## Exercise task
Please rewrite the entries below as a JSON list of strings, starting at the very first line and ending at the line that contains "(574, 106), (766, 156)", both included. Give one string per line and leave out blank lines.

-- start --

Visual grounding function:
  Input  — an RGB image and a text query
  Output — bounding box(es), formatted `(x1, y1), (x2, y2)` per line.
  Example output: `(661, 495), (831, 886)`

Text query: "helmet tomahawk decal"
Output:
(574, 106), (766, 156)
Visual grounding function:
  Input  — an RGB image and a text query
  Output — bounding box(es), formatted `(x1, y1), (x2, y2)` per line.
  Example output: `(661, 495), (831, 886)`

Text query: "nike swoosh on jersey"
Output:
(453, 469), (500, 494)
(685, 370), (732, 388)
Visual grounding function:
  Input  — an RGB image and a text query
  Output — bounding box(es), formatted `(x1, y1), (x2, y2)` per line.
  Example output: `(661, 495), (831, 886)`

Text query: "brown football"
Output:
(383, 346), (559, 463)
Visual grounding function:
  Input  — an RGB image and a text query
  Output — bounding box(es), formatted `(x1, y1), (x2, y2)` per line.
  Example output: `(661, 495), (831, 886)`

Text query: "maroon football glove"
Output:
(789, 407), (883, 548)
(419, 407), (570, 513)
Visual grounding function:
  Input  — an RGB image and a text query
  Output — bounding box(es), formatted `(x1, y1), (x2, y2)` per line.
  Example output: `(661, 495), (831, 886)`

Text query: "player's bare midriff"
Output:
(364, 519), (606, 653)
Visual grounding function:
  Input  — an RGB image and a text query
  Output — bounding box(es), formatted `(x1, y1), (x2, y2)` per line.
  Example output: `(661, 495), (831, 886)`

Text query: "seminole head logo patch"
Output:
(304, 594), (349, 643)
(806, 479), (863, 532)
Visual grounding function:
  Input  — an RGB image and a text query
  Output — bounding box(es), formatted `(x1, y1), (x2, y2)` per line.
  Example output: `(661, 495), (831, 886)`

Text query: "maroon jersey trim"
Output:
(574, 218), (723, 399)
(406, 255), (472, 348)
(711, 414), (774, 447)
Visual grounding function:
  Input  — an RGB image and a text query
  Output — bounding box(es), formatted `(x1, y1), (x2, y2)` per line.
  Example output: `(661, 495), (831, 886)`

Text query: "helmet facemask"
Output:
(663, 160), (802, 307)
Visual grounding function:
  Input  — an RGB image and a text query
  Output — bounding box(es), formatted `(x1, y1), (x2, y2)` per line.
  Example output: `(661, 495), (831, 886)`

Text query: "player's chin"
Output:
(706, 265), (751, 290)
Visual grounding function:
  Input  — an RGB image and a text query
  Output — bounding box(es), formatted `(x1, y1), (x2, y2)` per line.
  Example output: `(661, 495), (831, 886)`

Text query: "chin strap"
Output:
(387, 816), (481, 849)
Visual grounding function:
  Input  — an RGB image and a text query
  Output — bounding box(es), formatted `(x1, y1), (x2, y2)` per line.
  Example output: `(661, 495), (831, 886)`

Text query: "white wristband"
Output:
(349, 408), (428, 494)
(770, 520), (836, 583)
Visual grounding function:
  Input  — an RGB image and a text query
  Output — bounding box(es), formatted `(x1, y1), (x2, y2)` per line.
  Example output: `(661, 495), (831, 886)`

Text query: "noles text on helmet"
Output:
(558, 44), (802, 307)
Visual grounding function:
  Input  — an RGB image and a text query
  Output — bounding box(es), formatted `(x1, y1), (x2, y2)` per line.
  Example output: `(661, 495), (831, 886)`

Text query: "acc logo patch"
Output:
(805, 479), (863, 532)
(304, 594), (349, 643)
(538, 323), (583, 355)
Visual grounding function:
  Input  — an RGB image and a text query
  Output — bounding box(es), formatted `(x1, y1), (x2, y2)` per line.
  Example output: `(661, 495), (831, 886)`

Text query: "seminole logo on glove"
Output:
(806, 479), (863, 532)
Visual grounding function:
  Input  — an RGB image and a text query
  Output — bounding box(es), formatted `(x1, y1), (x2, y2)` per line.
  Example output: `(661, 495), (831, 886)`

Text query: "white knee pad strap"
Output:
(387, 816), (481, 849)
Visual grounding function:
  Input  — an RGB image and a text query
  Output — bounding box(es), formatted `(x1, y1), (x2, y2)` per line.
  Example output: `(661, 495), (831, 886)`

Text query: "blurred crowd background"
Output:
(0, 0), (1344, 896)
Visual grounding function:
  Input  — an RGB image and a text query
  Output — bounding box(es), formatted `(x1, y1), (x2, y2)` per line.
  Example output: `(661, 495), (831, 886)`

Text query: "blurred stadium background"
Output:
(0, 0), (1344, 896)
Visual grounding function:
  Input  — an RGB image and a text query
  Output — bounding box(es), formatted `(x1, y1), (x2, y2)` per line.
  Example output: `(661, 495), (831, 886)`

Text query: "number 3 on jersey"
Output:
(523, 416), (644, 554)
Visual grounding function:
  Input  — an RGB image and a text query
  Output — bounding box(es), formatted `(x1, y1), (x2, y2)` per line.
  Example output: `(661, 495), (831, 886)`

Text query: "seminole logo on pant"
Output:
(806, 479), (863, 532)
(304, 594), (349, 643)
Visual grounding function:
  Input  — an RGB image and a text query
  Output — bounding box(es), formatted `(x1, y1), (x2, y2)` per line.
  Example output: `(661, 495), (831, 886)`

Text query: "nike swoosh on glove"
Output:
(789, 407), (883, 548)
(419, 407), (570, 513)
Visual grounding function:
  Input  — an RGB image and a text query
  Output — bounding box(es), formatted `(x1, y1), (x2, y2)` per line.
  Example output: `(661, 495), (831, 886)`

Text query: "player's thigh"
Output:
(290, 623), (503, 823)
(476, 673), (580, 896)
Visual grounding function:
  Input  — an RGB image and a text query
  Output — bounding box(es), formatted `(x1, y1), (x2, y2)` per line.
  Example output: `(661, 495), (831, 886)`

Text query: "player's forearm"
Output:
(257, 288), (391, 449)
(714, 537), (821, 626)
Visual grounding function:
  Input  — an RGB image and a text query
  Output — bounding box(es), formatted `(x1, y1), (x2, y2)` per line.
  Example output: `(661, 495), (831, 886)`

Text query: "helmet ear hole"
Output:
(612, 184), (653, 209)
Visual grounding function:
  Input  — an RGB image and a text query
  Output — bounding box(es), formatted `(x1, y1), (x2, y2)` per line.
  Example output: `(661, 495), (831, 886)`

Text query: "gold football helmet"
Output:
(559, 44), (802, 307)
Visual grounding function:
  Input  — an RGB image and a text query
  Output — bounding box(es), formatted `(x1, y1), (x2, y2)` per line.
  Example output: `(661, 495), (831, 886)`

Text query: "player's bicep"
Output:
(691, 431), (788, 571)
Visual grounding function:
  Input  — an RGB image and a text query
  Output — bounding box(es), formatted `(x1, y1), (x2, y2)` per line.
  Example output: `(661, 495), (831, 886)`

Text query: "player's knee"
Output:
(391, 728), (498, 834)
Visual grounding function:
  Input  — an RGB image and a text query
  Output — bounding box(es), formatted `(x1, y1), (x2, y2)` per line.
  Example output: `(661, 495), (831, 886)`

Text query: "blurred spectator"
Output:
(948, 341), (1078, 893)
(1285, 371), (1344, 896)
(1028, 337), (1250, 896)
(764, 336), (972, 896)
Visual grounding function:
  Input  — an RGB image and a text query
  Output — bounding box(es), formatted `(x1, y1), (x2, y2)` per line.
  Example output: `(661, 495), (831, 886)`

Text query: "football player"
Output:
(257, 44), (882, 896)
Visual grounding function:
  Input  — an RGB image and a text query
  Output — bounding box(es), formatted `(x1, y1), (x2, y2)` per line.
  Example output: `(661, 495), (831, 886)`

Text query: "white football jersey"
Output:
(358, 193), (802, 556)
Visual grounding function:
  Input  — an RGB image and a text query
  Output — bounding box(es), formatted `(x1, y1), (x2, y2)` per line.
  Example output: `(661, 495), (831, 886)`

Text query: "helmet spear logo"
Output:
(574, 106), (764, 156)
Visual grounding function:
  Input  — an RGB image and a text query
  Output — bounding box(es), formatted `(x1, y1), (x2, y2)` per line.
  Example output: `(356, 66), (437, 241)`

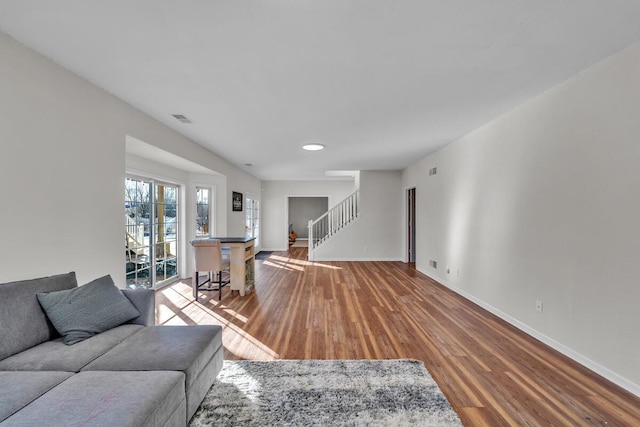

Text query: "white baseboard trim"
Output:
(416, 267), (640, 397)
(312, 257), (402, 262)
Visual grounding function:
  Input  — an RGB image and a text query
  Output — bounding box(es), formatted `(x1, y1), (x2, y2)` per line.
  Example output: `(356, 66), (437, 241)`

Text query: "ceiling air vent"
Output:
(172, 114), (193, 123)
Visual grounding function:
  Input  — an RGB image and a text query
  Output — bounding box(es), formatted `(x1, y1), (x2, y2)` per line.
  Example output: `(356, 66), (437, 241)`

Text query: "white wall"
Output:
(261, 180), (355, 251)
(403, 44), (640, 394)
(0, 33), (260, 284)
(313, 171), (404, 261)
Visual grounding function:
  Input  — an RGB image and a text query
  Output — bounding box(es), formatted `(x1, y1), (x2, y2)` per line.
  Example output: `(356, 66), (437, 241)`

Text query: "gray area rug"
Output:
(190, 359), (462, 427)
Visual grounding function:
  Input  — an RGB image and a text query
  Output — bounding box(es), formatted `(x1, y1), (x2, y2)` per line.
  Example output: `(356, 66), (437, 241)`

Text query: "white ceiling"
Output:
(0, 0), (640, 180)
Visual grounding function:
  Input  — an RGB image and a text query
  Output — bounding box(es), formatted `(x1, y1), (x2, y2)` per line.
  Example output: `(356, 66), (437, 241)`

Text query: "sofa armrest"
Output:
(122, 289), (156, 326)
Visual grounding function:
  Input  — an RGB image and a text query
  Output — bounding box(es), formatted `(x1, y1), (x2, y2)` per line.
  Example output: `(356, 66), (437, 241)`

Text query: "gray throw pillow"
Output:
(38, 275), (140, 345)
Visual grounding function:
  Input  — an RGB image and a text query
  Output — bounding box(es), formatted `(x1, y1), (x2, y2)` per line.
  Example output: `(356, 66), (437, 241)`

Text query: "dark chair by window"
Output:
(191, 239), (231, 301)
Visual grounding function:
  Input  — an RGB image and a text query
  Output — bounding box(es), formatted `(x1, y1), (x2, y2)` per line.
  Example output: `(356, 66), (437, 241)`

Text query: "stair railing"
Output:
(309, 190), (360, 259)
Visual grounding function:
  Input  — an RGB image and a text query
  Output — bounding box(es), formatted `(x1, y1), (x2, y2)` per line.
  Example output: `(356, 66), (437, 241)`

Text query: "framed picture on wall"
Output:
(231, 191), (242, 212)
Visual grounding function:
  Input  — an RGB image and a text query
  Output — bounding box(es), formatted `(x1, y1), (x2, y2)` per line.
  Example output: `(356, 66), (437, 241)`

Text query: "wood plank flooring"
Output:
(156, 247), (640, 426)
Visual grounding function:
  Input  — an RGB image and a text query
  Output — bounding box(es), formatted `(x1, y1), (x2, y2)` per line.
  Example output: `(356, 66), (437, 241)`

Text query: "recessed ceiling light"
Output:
(172, 114), (193, 123)
(302, 144), (324, 151)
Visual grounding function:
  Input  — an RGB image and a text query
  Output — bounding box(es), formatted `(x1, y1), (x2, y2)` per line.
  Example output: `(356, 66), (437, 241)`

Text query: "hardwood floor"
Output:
(156, 247), (640, 426)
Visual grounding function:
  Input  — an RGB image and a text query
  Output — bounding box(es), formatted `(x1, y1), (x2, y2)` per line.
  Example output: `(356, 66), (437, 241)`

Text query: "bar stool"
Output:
(191, 239), (231, 301)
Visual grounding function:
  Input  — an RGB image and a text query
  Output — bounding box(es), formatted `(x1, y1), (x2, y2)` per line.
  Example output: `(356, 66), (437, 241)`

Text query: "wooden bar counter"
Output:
(212, 237), (256, 296)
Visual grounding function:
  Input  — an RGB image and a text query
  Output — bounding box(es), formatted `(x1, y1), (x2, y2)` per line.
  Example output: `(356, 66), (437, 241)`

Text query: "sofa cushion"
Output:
(38, 275), (140, 345)
(3, 371), (186, 427)
(0, 272), (78, 360)
(82, 325), (222, 422)
(0, 324), (144, 372)
(0, 371), (73, 422)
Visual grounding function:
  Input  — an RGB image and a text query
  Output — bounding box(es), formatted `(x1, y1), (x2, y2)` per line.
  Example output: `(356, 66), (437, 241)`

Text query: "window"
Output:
(245, 196), (260, 248)
(196, 187), (211, 237)
(125, 178), (179, 288)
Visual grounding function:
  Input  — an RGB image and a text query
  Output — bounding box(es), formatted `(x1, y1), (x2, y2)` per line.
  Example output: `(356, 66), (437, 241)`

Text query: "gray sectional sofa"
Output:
(0, 272), (223, 427)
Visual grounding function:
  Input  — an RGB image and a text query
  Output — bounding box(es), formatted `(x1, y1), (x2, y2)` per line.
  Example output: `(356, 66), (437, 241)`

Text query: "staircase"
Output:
(309, 190), (360, 260)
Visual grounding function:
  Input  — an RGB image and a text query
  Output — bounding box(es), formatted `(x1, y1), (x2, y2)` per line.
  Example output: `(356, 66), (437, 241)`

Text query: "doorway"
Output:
(125, 177), (180, 289)
(287, 196), (329, 246)
(407, 187), (416, 264)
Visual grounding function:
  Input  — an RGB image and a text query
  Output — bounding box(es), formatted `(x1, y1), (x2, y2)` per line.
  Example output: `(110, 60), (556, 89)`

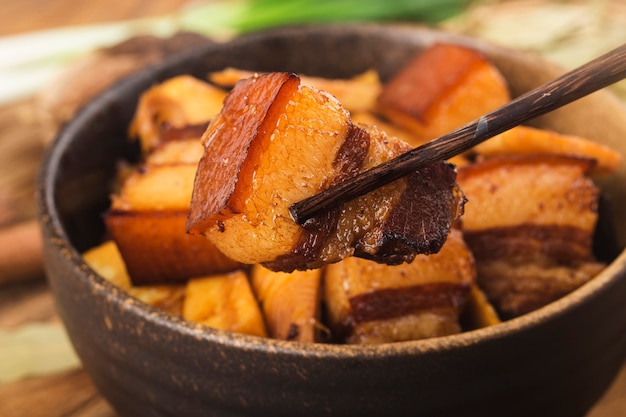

-- end --

## Response below
[
  "Visual grounding function:",
  "  Input  — an RGB image and a text query",
  "  Output — bounding box(es), formatted `(x1, y1), (x2, y2)` per line.",
  "  Example output: `(661, 495), (831, 886)`",
  "Text query: \"helmet tomahawk decal\"",
  "Output:",
  "(574, 106), (766, 156)"
]